» **Extrait choisi**:
● ● ● ● ● ● ●
Et pour ceux qui l’ont établie, comme pour les généralistes, et bien, ça été une plongée passionnante dans un des aspects les plus essentiels de notre métier de Médecin qui est la thérapeutique, la prescription et l’utilisation des médicaments. Ça nous a forcé à réfléchir sur des problèmes de santé publique.

Les 9 médicaments qui ont l’unanimité des internistes :

  • association d’amoxicilline et acide clavunalique

  • Le fluconazole

  • L’aspirine

  • Le paracétamol

  • Le furozémide

  • Le prednisone

  • L’insuline rapide

  • Le lopéramide

  • La vitamine D3

Michel Thomas se demande quels sont les médicaments qui sont capable de répondre à 95% des pathologies en France ?

Discussion avec les intervenants en plénière

Quelqu’un rappelle qu’aux USA, les assurances privées ne remboursent que les médicaments qui sont sur leurs listes.

En France, c’est l’Industrie Pharmaceutique qui a le pouvoir. Il faut que l’Industrie Pharmaceutique soit sous contrôle et qu’elle soit régulée.

Un Directeur Médical d’un groupe de coordinateurs en EHPAD (établissement d’hébergement pour personnes âgées dépendantes) sur le territoire national signale que 70% des médecins coordinateurs sont des médecins qui ont un cabinet privé en ville.

Il rappelle deux réglementations : Décret de mai 2005, qui fait apparaître dans les missions du médecin coordinateur, l’établissement d’une liste de médicaments. Et que d’autre part, le 2 septembre 2011, est sorti un nouveau décret étoffé de la mission du médecin coordinateur avec une liste de médicaments imposés.

Le 30 décembre 2010, les médecins généralistes ont été surpris de voir arriver une convention avec une liste de médicaments qui n’a pas pris en compte le choix des médecins. Tout le monde a réagit, convention = carcan . « Vous devez prescrire dans une liste ».
● ● ● ● ● ● ●
(Données de localisation à un point par instance)
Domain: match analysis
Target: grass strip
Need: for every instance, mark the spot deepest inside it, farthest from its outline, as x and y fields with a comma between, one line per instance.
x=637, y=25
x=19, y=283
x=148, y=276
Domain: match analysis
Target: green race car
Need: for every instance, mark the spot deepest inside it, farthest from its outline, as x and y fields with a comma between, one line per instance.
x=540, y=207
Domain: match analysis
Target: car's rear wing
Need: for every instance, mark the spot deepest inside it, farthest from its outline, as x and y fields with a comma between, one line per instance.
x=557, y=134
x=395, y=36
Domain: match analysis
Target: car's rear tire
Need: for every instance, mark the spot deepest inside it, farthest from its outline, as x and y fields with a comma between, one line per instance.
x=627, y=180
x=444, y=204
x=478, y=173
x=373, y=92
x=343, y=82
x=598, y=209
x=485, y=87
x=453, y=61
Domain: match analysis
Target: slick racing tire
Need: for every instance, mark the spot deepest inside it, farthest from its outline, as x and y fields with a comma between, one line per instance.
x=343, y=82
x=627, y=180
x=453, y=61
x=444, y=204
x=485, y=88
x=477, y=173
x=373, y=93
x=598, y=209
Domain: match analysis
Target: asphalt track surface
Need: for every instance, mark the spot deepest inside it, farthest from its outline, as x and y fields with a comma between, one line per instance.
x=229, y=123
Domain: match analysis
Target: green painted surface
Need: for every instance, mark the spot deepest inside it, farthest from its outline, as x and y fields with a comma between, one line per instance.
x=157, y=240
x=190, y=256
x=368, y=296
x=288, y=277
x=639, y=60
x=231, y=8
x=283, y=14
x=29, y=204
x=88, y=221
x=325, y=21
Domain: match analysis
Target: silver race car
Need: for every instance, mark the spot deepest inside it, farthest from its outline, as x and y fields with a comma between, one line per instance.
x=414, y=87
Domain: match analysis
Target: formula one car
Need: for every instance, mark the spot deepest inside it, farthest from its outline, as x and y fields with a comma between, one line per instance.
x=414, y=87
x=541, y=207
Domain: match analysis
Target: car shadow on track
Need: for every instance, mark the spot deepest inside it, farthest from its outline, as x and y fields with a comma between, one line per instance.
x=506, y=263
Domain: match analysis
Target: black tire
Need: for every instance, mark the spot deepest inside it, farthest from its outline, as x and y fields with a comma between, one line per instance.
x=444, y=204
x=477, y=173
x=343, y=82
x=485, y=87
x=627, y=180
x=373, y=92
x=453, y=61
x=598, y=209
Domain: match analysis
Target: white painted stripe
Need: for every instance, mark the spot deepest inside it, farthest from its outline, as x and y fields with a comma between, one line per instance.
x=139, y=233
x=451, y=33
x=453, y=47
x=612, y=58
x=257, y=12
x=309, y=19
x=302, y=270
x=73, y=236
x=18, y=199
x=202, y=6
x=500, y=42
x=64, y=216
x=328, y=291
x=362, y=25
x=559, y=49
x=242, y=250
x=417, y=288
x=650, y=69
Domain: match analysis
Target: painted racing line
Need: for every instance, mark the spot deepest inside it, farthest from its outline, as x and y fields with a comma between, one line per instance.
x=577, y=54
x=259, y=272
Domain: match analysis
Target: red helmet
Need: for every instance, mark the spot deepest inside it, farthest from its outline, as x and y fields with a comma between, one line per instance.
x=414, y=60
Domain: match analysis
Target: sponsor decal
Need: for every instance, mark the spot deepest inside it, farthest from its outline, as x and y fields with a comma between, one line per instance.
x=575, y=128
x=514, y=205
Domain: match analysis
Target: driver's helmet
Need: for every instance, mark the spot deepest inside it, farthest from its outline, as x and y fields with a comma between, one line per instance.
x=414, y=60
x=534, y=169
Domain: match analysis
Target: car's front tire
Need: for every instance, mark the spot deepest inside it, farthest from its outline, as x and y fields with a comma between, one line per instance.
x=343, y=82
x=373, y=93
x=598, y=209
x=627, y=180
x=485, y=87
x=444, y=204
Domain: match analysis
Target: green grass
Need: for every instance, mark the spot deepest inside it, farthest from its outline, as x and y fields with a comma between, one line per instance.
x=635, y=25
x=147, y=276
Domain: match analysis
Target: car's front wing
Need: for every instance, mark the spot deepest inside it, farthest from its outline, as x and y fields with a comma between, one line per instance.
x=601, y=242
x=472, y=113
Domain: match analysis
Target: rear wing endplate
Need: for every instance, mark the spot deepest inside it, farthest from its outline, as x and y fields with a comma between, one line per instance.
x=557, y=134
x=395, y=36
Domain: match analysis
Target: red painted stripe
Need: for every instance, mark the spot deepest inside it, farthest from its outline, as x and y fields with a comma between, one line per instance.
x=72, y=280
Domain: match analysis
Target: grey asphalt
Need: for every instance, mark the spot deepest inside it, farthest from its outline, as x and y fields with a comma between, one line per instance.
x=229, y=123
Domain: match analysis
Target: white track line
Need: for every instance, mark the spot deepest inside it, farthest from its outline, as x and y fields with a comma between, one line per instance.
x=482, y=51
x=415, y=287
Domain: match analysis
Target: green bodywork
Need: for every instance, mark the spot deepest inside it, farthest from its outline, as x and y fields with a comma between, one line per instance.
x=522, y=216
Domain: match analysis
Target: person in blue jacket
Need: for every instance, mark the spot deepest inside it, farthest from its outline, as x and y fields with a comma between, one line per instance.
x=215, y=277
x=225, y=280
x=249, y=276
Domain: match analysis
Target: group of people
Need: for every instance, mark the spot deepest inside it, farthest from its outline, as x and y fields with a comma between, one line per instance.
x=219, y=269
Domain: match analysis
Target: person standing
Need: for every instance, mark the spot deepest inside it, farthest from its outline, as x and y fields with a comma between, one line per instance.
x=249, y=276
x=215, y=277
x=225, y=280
● ● ● ● ● ● ●
D'après l'extrait sur les listes de médicaments, quelle part des médecins coordinateurs en EHPAD exerce aussi en cabinet privé en ville ? Ce matériel provient d'une autre source.

» **Résultat attendu**:
70 % des médecins coordinateurs ont un cabinet privé en ville.